TO DO ▸ Rescale the data from the line containing "lawn with a single marker." through the end of the data, both ends included, by reproducing every line, requests as well, with each point coordinate in the answers multiplied by 2.15 and rounded to a whole number, halves rounded up. Give only these lines, and leave the pictures out.

DATASET ENTRIES ▸
-=-=-=-=-

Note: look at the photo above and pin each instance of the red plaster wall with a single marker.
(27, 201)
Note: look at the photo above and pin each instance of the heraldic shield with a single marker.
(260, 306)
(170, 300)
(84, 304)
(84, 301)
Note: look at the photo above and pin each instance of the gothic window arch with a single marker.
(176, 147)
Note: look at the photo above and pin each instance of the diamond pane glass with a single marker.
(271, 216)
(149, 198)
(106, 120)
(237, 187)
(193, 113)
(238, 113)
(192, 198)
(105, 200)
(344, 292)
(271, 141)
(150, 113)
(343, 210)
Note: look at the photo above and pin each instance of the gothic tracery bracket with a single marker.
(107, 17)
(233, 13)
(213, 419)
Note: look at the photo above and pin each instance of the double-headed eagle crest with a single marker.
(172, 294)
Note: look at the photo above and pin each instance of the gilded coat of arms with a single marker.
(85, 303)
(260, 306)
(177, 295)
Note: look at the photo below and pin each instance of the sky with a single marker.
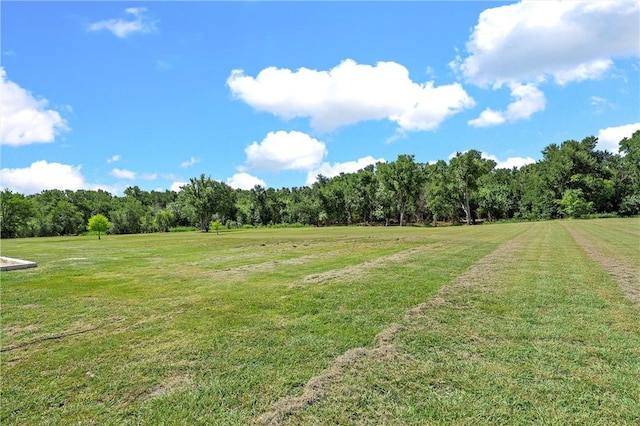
(107, 95)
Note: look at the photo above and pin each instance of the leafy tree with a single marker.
(127, 217)
(439, 192)
(465, 170)
(207, 197)
(574, 205)
(98, 223)
(404, 179)
(216, 224)
(15, 212)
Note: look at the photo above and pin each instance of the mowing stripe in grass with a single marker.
(315, 389)
(535, 333)
(616, 251)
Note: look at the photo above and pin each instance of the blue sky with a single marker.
(115, 94)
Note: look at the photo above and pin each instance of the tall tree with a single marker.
(404, 178)
(15, 212)
(98, 223)
(465, 170)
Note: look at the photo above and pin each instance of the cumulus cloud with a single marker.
(123, 174)
(331, 170)
(139, 23)
(244, 181)
(509, 163)
(284, 151)
(42, 175)
(609, 138)
(190, 162)
(528, 100)
(177, 186)
(566, 40)
(24, 119)
(350, 93)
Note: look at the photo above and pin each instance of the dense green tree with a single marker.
(439, 193)
(15, 212)
(98, 223)
(465, 171)
(404, 179)
(127, 216)
(207, 197)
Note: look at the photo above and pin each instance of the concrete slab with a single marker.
(10, 264)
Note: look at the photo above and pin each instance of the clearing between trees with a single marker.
(514, 323)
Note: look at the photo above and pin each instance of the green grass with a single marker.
(192, 328)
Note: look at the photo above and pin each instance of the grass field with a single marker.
(493, 324)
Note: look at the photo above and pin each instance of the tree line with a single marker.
(572, 179)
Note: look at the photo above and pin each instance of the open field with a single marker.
(493, 324)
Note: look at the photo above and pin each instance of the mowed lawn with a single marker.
(511, 324)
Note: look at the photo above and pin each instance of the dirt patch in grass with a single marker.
(362, 268)
(478, 275)
(315, 388)
(626, 274)
(171, 384)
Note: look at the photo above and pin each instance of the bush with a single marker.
(183, 229)
(630, 205)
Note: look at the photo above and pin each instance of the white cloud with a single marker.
(567, 40)
(123, 28)
(42, 175)
(123, 174)
(149, 176)
(284, 151)
(609, 138)
(509, 163)
(24, 119)
(128, 174)
(190, 162)
(350, 93)
(488, 118)
(177, 186)
(244, 181)
(528, 100)
(516, 162)
(331, 170)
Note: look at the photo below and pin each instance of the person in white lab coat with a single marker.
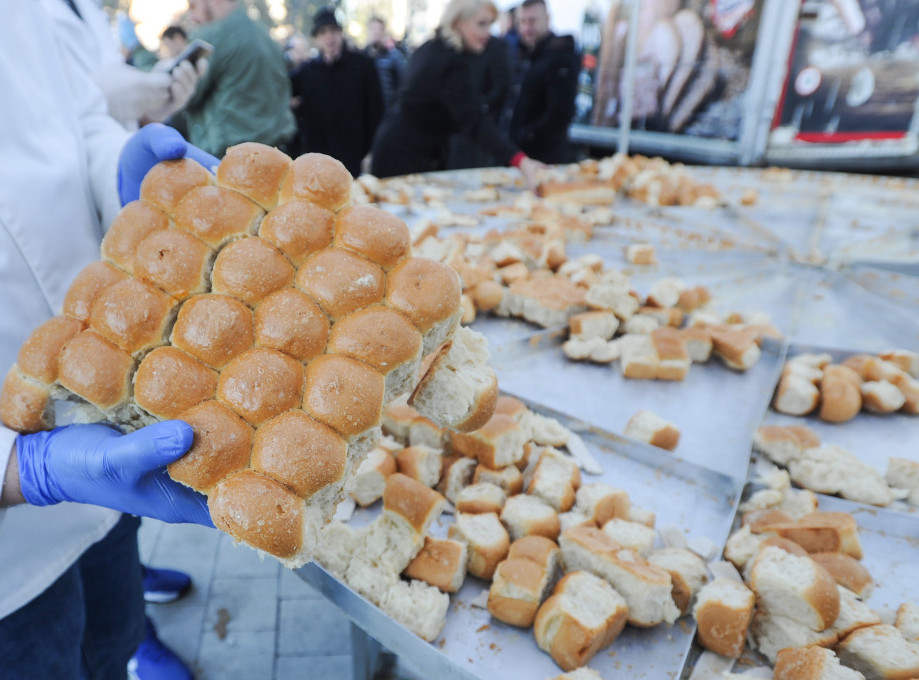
(70, 601)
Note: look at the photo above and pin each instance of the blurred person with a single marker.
(541, 105)
(389, 60)
(491, 73)
(71, 596)
(339, 94)
(245, 94)
(439, 98)
(173, 41)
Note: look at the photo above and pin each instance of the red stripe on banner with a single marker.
(840, 137)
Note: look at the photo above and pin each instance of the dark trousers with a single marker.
(88, 623)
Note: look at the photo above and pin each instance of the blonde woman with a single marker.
(439, 98)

-=-=-=-=-

ANSWER TO THE TASK ▸
Note: look at the photo above and pin each instance of the mowed lawn with a single marker.
(1099, 697)
Note: look at the photo above and pin each instance of the dirt patch in grass with a single marker.
(778, 576)
(1028, 591)
(677, 834)
(1346, 589)
(368, 826)
Note: look at the photo above and pin each instance of the bush with a single marker.
(393, 492)
(1355, 441)
Note: look at the photo above and pin each instance of the white cloud with a single marker.
(1219, 86)
(264, 60)
(90, 376)
(264, 374)
(320, 378)
(611, 325)
(1309, 297)
(1094, 350)
(52, 256)
(275, 374)
(409, 348)
(753, 200)
(1049, 254)
(381, 400)
(525, 389)
(1135, 215)
(1109, 348)
(712, 366)
Note: look at the photo below and pin each instance of the person in white lab coat with a single marker.
(151, 1292)
Note: look at the photo above and pin each instance of the blurred person with a single marker.
(1163, 226)
(836, 129)
(1056, 157)
(153, 1281)
(729, 202)
(527, 202)
(944, 211)
(372, 88)
Note: look at the photo above and pin each instance of the red stripe on banner with a single marker.
(1806, 295)
Note: look at the photo above and pin each instance of the dark trousers with a single marker.
(189, 1339)
Note: look at the photo above and pin each instance of the blonde woman with a single marker.
(944, 211)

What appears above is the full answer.